## GIVEN PROBLEM 1
In the review of Defending Your Life below, condense the paragraph beginning "I'm a little torn about Meryl Streep" into a short bulleted list that keeps its main points.
## GIVEN PROBLEM 2
Extend the review of Defending Your Life that follows, picking up after its final sentence.

## PAGE TEXT
## Begin
As a comedy, this works more on a level of clever wordplay than gags and howlers. Often, Brooks talking to Streep plays like a guy who can't believe his dumb jokes are working. It's a lot of jokes that are funnier to describe to someone later than when they really happen in the movie. That said, I laughed out loud plenty at the series of misjudgments section. There needs to be more room in this world for 5-10 second comedy premises.

 

I'm a little torn about Meryl Streep in this movie. Not about if she's great. I think she's really wonderful in a more subordinate role. These days, she's either a lead or a big character in a supporting role (and sometimes both). It probably would've been a waste to give her more roles like Defending Your Life as opposed to the meatier stuff she did get, but she is undeniably lovely in this. Albert Brooks has the Woody Allen problem of not being able to disappear into a role very well. Especially when he wrote and directed this. His voice is all over it, so the most I can say is that Albert Brooks is a really good Albert Brooks in this.

 

I really can't point to any complaints about this movie. I'm curious to see how it ages with me. I could see it turning into one of my favorite movies or I could see it being one of those movies I really liked that I never get around to revisiting.
## End
## DATA EXCERPTS
## Begin
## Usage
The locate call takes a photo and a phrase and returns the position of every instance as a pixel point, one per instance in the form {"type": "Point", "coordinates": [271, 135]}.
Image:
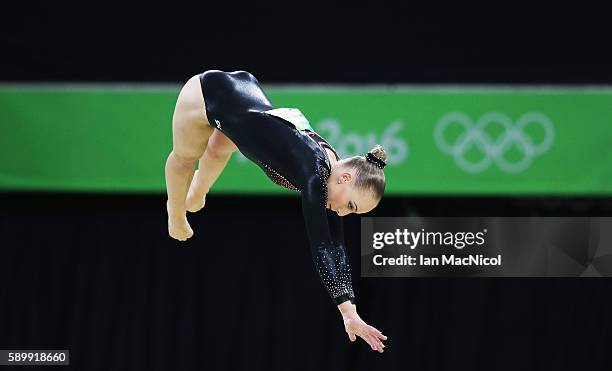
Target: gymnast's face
{"type": "Point", "coordinates": [343, 198]}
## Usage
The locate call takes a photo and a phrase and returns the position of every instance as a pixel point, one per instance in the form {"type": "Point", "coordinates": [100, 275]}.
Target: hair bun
{"type": "Point", "coordinates": [371, 157]}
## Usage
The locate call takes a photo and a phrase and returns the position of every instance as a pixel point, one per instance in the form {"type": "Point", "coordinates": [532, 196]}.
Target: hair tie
{"type": "Point", "coordinates": [375, 160]}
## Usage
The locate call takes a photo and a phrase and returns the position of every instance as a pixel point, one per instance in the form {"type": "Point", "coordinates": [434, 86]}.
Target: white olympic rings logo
{"type": "Point", "coordinates": [494, 150]}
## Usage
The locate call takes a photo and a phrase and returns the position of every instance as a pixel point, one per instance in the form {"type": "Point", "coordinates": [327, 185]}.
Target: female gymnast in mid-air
{"type": "Point", "coordinates": [220, 112]}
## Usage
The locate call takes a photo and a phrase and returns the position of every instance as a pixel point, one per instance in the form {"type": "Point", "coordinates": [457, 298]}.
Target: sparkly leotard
{"type": "Point", "coordinates": [291, 157]}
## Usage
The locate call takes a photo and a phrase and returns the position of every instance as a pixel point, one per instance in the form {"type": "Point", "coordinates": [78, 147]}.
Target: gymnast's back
{"type": "Point", "coordinates": [283, 144]}
{"type": "Point", "coordinates": [236, 105]}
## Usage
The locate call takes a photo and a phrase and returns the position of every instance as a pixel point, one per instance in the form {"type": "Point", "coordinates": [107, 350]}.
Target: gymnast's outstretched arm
{"type": "Point", "coordinates": [331, 260]}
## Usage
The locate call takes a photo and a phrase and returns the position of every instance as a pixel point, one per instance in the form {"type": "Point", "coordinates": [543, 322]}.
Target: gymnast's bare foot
{"type": "Point", "coordinates": [195, 200]}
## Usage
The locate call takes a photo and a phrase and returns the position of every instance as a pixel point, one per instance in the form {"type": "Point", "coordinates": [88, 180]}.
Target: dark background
{"type": "Point", "coordinates": [98, 274]}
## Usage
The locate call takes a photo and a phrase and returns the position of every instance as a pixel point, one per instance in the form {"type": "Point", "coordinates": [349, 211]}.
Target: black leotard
{"type": "Point", "coordinates": [292, 158]}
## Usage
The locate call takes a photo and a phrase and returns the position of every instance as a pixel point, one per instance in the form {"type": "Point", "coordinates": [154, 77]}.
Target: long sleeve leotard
{"type": "Point", "coordinates": [291, 157]}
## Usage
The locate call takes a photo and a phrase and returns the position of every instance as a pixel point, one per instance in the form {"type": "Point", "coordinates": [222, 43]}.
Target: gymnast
{"type": "Point", "coordinates": [218, 113]}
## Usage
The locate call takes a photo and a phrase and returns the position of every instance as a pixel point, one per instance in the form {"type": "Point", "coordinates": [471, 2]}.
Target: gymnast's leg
{"type": "Point", "coordinates": [190, 135]}
{"type": "Point", "coordinates": [218, 152]}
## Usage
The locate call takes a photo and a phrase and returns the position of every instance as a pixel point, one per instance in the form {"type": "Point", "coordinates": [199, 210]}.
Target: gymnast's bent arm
{"type": "Point", "coordinates": [329, 256]}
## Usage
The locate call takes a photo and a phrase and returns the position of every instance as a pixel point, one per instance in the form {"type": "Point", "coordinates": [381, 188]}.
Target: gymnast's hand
{"type": "Point", "coordinates": [355, 326]}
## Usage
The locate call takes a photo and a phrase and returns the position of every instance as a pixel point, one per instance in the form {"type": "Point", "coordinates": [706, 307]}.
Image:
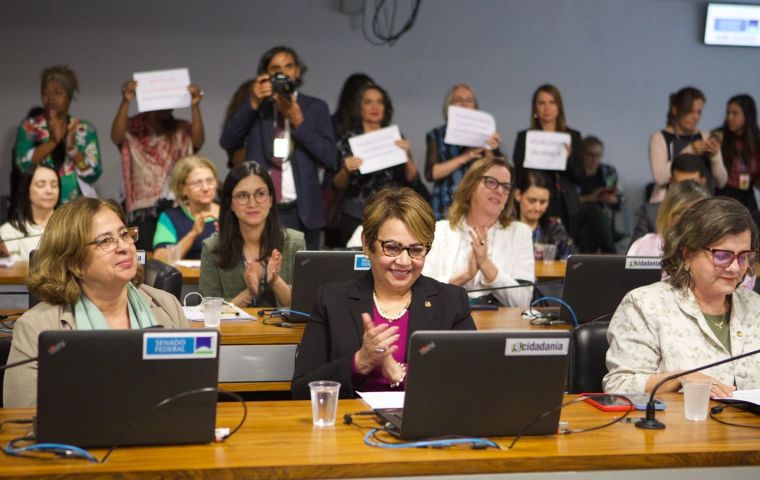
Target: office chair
{"type": "Point", "coordinates": [588, 363]}
{"type": "Point", "coordinates": [163, 276]}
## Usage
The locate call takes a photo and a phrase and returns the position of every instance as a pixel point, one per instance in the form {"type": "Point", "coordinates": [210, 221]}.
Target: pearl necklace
{"type": "Point", "coordinates": [390, 318]}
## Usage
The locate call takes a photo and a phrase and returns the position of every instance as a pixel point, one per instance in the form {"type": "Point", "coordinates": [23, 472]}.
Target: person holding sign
{"type": "Point", "coordinates": [548, 115]}
{"type": "Point", "coordinates": [151, 143]}
{"type": "Point", "coordinates": [371, 111]}
{"type": "Point", "coordinates": [50, 136]}
{"type": "Point", "coordinates": [445, 164]}
{"type": "Point", "coordinates": [291, 135]}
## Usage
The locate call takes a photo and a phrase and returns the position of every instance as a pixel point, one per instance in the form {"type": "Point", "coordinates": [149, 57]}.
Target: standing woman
{"type": "Point", "coordinates": [54, 138]}
{"type": "Point", "coordinates": [681, 135]}
{"type": "Point", "coordinates": [445, 164]}
{"type": "Point", "coordinates": [250, 261]}
{"type": "Point", "coordinates": [549, 115]}
{"type": "Point", "coordinates": [481, 245]}
{"type": "Point", "coordinates": [150, 144]}
{"type": "Point", "coordinates": [372, 111]}
{"type": "Point", "coordinates": [740, 148]}
{"type": "Point", "coordinates": [37, 198]}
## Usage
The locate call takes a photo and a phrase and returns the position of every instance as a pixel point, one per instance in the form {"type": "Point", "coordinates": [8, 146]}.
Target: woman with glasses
{"type": "Point", "coordinates": [359, 332]}
{"type": "Point", "coordinates": [86, 273]}
{"type": "Point", "coordinates": [250, 261]}
{"type": "Point", "coordinates": [186, 226]}
{"type": "Point", "coordinates": [481, 246]}
{"type": "Point", "coordinates": [696, 316]}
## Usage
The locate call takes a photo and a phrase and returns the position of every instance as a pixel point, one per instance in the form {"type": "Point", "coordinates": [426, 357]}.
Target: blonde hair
{"type": "Point", "coordinates": [460, 207]}
{"type": "Point", "coordinates": [404, 204]}
{"type": "Point", "coordinates": [57, 267]}
{"type": "Point", "coordinates": [184, 168]}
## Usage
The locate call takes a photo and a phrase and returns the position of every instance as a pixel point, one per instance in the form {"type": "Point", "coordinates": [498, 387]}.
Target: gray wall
{"type": "Point", "coordinates": [615, 62]}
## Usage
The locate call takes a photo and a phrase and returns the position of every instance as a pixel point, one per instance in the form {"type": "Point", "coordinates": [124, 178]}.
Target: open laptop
{"type": "Point", "coordinates": [486, 383]}
{"type": "Point", "coordinates": [312, 269]}
{"type": "Point", "coordinates": [596, 284]}
{"type": "Point", "coordinates": [99, 386]}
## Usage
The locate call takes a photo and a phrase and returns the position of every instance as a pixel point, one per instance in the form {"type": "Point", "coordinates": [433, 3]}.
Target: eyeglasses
{"type": "Point", "coordinates": [109, 243]}
{"type": "Point", "coordinates": [724, 258]}
{"type": "Point", "coordinates": [392, 248]}
{"type": "Point", "coordinates": [260, 196]}
{"type": "Point", "coordinates": [492, 184]}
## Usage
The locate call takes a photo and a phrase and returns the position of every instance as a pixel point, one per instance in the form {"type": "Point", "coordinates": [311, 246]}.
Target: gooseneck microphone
{"type": "Point", "coordinates": [650, 421]}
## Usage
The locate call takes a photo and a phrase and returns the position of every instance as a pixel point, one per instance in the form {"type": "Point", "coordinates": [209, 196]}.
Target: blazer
{"type": "Point", "coordinates": [334, 332]}
{"type": "Point", "coordinates": [20, 384]}
{"type": "Point", "coordinates": [314, 147]}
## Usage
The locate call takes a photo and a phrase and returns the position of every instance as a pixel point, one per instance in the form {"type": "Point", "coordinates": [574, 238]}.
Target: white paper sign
{"type": "Point", "coordinates": [378, 149]}
{"type": "Point", "coordinates": [162, 89]}
{"type": "Point", "coordinates": [546, 150]}
{"type": "Point", "coordinates": [468, 127]}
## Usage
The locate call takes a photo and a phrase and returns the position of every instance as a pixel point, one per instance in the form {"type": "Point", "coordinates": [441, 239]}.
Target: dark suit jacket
{"type": "Point", "coordinates": [314, 142]}
{"type": "Point", "coordinates": [335, 331]}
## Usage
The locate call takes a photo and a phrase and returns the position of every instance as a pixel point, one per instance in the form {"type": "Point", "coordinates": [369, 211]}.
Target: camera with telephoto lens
{"type": "Point", "coordinates": [282, 84]}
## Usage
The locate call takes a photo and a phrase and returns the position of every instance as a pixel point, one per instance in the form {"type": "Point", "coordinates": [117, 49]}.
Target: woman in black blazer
{"type": "Point", "coordinates": [359, 331]}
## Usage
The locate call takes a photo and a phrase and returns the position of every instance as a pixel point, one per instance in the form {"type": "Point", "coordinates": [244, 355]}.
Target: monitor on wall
{"type": "Point", "coordinates": [731, 24]}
## End
## EXPECTED OUTPUT 1
- The reviewer is torn about Meryl Streep, though not about whether she is great.
- She is wonderful in a more subordinate role, while these days she plays leads or big supporting characters.
- More roles like this one would probably have been a waste next to her meatier work, but she is undeniably lovely here.
- Albert Brooks, like Woody Allen, struggles to disappear into a role, especially since he wrote and directed this film.
- His voice is all over it, so he is at best a really good Albert Brooks.

## EXPECTED OUTPUT 2
 

Verdict: Strongly Recommend

Monday, January 25, 2021

Delayed Reaction: Wall Street: Money Never Sleeps

Premise: Gordon Gekko's future son-in-law finds out why he earned that reputation in the 80s.

 


Oliver Stone isn't a filmmaker I get excited about. I haven't ever loved a movie of his. I like aspects of them (typically a performance like Tom Cruise in Born on the Fourth of July) and that's about it. What happens almost every time is that I get about 15 minutes into the movie and think "OK, I get it already", then I still have another 2 hours of underlining that same point. Like, Wall Street: Greed is bad. Born on the Fourth of July: the American dream is a lie. JFK: Institutions can't be trusted. Hell, I didn't even need to see W. to figure that one out. The only ones that this doesn't apply to are the ones that baffled me too much to get there. Alexander remains an odd decision that I can't figure out. I spent all of World Trade Center trying to figure out where his cynicism was.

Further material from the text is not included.